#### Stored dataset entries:
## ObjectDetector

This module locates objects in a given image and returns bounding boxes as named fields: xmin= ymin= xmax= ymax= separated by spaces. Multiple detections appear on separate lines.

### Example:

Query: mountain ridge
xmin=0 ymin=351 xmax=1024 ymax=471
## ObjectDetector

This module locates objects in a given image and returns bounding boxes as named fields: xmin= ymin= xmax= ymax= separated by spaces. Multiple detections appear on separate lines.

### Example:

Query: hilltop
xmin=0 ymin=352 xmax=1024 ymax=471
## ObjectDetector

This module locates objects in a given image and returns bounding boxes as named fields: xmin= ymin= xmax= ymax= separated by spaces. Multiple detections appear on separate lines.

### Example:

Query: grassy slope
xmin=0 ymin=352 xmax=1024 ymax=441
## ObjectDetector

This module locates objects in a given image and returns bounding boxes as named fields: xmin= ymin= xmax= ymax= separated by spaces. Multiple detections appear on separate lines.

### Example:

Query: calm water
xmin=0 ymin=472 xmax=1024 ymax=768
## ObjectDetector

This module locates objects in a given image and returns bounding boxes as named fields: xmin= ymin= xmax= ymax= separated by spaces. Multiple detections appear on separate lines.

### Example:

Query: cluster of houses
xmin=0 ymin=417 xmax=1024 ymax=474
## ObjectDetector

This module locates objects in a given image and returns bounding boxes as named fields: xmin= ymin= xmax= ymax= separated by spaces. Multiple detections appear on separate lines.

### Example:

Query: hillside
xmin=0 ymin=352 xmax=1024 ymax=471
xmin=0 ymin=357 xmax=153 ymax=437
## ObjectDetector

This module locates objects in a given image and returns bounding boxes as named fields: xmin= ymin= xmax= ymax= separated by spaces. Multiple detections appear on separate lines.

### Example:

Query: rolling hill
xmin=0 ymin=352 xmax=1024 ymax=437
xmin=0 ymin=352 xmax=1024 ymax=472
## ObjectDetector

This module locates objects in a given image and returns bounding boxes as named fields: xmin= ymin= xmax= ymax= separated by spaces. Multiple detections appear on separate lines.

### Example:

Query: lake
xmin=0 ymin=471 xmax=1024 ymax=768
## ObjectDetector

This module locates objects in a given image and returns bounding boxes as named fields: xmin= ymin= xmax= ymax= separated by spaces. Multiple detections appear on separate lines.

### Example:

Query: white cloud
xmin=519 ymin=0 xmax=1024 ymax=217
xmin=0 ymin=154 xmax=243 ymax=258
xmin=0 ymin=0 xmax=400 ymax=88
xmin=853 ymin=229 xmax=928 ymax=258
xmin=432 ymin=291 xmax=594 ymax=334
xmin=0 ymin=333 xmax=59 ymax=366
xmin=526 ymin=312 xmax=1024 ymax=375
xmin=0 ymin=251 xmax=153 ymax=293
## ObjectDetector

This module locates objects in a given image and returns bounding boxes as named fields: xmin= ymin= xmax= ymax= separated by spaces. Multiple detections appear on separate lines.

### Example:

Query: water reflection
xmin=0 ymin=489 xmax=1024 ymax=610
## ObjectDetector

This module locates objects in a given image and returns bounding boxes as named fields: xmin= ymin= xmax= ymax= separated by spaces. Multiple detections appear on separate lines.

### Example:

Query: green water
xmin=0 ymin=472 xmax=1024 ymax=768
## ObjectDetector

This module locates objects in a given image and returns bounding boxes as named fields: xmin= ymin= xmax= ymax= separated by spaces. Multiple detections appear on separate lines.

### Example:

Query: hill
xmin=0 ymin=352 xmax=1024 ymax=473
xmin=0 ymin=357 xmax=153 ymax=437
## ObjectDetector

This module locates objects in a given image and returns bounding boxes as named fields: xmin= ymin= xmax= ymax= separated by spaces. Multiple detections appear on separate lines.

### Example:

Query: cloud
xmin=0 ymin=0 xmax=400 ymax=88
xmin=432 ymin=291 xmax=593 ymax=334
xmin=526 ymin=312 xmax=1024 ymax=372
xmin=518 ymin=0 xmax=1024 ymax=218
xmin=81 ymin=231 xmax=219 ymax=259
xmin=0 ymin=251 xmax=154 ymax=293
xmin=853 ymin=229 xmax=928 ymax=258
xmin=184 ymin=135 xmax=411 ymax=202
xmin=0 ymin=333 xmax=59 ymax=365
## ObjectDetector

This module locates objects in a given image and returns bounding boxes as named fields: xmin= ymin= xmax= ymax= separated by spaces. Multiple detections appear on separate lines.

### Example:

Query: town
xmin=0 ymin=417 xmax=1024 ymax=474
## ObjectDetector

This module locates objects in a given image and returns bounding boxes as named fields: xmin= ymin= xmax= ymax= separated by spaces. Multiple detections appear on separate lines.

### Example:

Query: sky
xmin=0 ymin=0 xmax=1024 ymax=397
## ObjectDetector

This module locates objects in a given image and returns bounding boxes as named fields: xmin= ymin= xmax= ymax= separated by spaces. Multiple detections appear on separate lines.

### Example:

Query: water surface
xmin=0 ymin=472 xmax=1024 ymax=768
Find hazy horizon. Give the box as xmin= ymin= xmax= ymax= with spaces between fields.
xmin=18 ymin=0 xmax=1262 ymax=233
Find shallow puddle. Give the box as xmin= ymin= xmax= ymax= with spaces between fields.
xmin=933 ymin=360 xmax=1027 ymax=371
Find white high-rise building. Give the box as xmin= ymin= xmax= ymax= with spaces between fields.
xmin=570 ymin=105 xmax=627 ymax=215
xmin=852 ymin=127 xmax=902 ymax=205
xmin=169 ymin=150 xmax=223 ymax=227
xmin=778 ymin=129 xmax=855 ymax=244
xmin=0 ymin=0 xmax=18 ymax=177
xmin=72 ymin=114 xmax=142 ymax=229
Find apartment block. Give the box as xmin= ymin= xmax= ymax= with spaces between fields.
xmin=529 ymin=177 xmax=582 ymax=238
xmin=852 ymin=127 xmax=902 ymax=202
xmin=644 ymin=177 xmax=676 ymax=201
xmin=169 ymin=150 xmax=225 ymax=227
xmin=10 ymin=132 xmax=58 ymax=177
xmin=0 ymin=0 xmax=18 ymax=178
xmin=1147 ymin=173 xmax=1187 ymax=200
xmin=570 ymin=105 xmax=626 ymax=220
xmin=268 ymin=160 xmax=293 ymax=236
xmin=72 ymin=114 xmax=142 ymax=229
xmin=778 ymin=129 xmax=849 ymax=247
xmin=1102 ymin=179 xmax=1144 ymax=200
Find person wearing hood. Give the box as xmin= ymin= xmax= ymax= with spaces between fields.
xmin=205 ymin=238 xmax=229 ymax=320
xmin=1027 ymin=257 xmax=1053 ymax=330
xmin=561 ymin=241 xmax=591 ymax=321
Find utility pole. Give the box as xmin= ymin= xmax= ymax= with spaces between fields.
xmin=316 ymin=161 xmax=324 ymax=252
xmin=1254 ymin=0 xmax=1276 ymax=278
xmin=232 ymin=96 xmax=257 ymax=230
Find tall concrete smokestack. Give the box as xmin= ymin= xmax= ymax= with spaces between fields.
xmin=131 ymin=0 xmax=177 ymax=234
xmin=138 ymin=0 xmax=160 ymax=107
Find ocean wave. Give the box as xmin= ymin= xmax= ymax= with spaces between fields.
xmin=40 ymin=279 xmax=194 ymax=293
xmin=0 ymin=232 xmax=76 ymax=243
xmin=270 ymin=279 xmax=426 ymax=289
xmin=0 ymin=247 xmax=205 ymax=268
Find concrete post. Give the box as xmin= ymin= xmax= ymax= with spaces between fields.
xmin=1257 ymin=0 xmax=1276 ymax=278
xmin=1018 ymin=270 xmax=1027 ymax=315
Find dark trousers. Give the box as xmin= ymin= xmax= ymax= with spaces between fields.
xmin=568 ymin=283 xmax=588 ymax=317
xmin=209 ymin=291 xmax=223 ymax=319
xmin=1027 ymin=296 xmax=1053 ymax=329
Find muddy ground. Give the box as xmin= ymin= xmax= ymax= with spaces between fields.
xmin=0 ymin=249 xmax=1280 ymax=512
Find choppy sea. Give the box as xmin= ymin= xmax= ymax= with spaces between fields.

#### Aim of the exercise:
Format the data from its first line up to and including the line with "xmin=0 ymin=471 xmax=1024 ymax=768" as a JSON list of strings, one string per line, with blank lines left out.

#### Written answer:
[
  "## ObjectDetector",
  "This module locates objects in a given image and returns bounding boxes as named fields: xmin= ymin= xmax= ymax= separated by spaces. Multiple detections appear on separate lines.",
  "### Example:",
  "Query: mountain ridge",
  "xmin=0 ymin=351 xmax=1024 ymax=471",
  "## ObjectDetector",
  "This module locates objects in a given image and returns bounding boxes as named fields: xmin= ymin= xmax= ymax= separated by spaces. Multiple detections appear on separate lines.",
  "### Example:",
  "Query: hilltop",
  "xmin=0 ymin=352 xmax=1024 ymax=471",
  "## ObjectDetector",
  "This module locates objects in a given image and returns bounding boxes as named fields: xmin= ymin= xmax= ymax= separated by spaces. Multiple detections appear on separate lines.",
  "### Example:",
  "Query: grassy slope",
  "xmin=0 ymin=352 xmax=1024 ymax=441",
  "## ObjectDetector",
  "This module locates objects in a given image and returns bounding boxes as named fields: xmin= ymin= xmax= ymax= separated by spaces. Multiple detections appear on separate lines.",
  "### Example:",
  "Query: calm water",
  "xmin=0 ymin=472 xmax=1024 ymax=768",
  "## ObjectDetector",
  "This module locates objects in a given image and returns bounding boxes as named fields: xmin= ymin= xmax= ymax= separated by spaces. Multiple detections appear on separate lines.",
  "### Example:",
  "Query: cluster of houses",
  "xmin=0 ymin=417 xmax=1024 ymax=474",
  "## ObjectDetector",
  "This module locates objects in a given image and returns bounding boxes as named fields: xmin= ymin= xmax= ymax= separated by spaces. Multiple detections appear on separate lines.",
  "### Example:",
  "Query: hillside",
  "xmin=0 ymin=352 xmax=1024 ymax=471",
  "xmin=0 ymin=357 xmax=153 ymax=437",
  "## ObjectDetector",
  "This module locates objects in a given image and returns bounding boxes as named fields: xmin= ymin= xmax= ymax= separated by spaces. Multiple detections appear on separate lines.",
  "### Example:",
  "Query: rolling hill",
  "xmin=0 ymin=352 xmax=1024 ymax=437",
  "xmin=0 ymin=352 xmax=1024 ymax=472",
  "## ObjectDetector",
  "This module locates objects in a given image and returns bounding boxes as named fields: xmin= ymin= xmax= ymax= separated by spaces. Multiple detections appear on separate lines.",
  "### Example:",
  "Query: lake",
  "xmin=0 ymin=471 xmax=1024 ymax=768"
]